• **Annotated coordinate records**
## begin

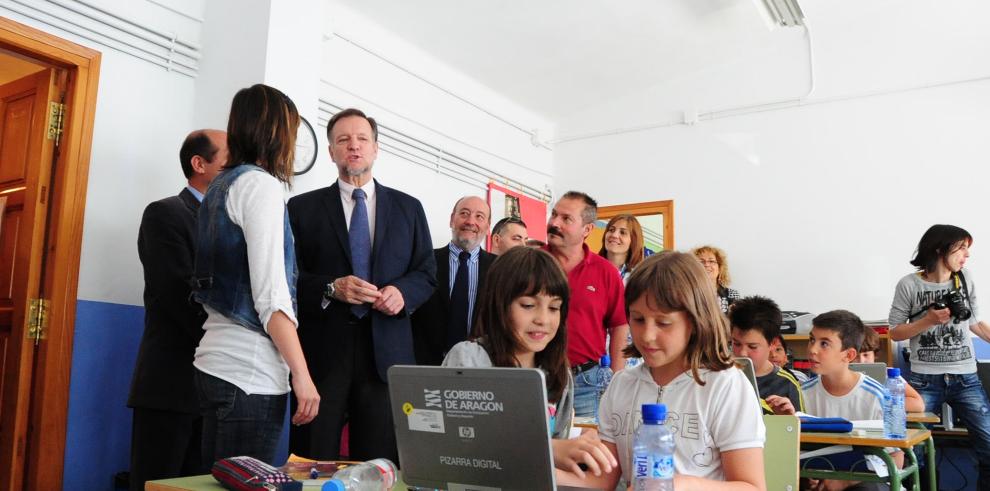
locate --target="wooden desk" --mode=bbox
[907,413,942,424]
[144,474,407,491]
[801,428,938,489]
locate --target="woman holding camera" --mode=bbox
[888,225,990,489]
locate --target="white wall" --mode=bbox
[293,3,553,246]
[554,2,990,319]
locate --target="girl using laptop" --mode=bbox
[443,247,616,476]
[558,252,766,491]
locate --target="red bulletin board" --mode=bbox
[488,182,547,245]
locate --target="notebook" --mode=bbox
[388,365,596,491]
[735,356,760,400]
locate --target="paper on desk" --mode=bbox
[798,445,852,460]
[851,419,883,431]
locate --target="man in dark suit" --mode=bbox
[289,109,436,462]
[413,196,495,365]
[127,130,227,490]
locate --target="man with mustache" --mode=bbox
[412,196,496,365]
[544,191,629,417]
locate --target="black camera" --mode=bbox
[932,290,973,323]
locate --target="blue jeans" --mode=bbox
[574,366,602,418]
[908,373,990,490]
[196,370,288,469]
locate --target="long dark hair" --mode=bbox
[598,213,646,271]
[623,251,733,385]
[226,84,299,184]
[474,247,570,401]
[911,224,973,273]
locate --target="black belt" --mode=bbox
[571,360,598,375]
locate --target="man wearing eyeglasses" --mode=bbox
[491,216,529,256]
[544,191,629,417]
[412,196,496,365]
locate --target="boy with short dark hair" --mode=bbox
[856,326,925,413]
[801,310,904,490]
[729,296,804,414]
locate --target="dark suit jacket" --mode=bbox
[127,189,206,414]
[289,181,436,385]
[413,246,498,365]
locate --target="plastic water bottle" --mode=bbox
[632,404,674,491]
[595,355,612,423]
[322,459,396,491]
[883,368,907,438]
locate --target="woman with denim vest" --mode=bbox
[193,84,320,470]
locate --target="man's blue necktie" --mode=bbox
[347,188,371,319]
[446,251,471,351]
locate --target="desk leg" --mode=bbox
[924,437,938,489]
[904,448,921,491]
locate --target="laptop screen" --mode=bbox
[388,365,554,491]
[849,363,887,385]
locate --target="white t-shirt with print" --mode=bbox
[801,373,884,421]
[598,365,766,482]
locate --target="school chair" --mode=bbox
[763,414,801,491]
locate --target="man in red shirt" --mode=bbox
[544,191,629,417]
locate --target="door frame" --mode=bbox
[598,199,674,251]
[0,17,101,489]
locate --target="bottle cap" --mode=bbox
[643,404,667,423]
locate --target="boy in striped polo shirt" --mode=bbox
[801,310,904,490]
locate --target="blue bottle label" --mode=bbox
[633,454,674,479]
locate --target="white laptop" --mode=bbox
[388,365,596,491]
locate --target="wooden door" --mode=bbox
[0,69,61,490]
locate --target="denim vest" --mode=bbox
[193,164,299,336]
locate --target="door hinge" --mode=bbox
[27,298,51,344]
[48,101,65,146]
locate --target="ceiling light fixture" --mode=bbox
[753,0,804,28]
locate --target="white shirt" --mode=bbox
[193,172,298,395]
[598,364,766,482]
[337,178,378,247]
[801,372,884,420]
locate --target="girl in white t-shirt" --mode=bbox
[560,252,766,491]
[443,247,616,474]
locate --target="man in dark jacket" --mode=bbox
[127,130,227,490]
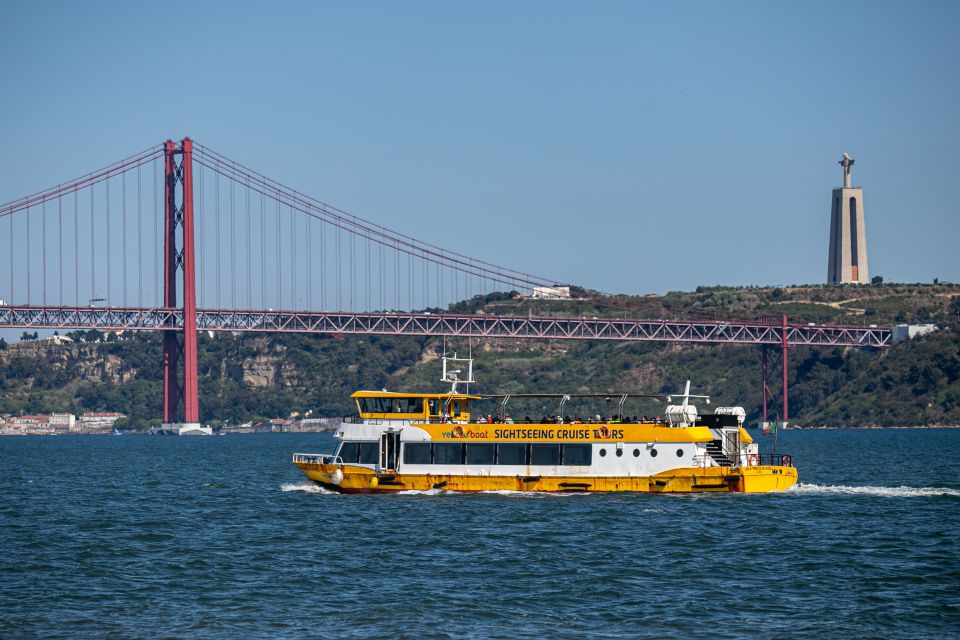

## end

• **Exercise**
Shift every bounding-box coordinate up by 42 and rewrite the data in full, from the start of the data up to and including the line with "[558,252,766,491]". Leave the pictures out.

• **Task output**
locate --target="wooden desk" --mode=bbox
[949,455,984,466]
[186,516,449,533]
[843,470,980,531]
locate --target="woman holding camera" --mode=bbox
[930,267,1032,531]
locate --target="white wall" --mode=bbox
[335,45,595,288]
[596,44,1032,361]
locate --target="girl using laptop" --mode=bbox
[485,289,658,518]
[600,294,808,533]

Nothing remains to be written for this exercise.